AVAILABLE DATA START

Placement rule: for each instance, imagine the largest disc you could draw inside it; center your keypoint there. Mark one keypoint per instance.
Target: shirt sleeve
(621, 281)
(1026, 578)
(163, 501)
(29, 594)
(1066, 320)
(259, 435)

AVAILABLE DATA END

#### [WORK ITEM]
Every line above must be reproduced exactly as it stands.

#### [REPLY TO THE EXERCISE]
Placement rule: for each instance, imagine the largest disc you could draw inside it; center your keypoint there. Mark one keypoint per instance.
Target: shirt sleeve
(621, 281)
(1026, 578)
(163, 501)
(29, 594)
(1066, 320)
(259, 435)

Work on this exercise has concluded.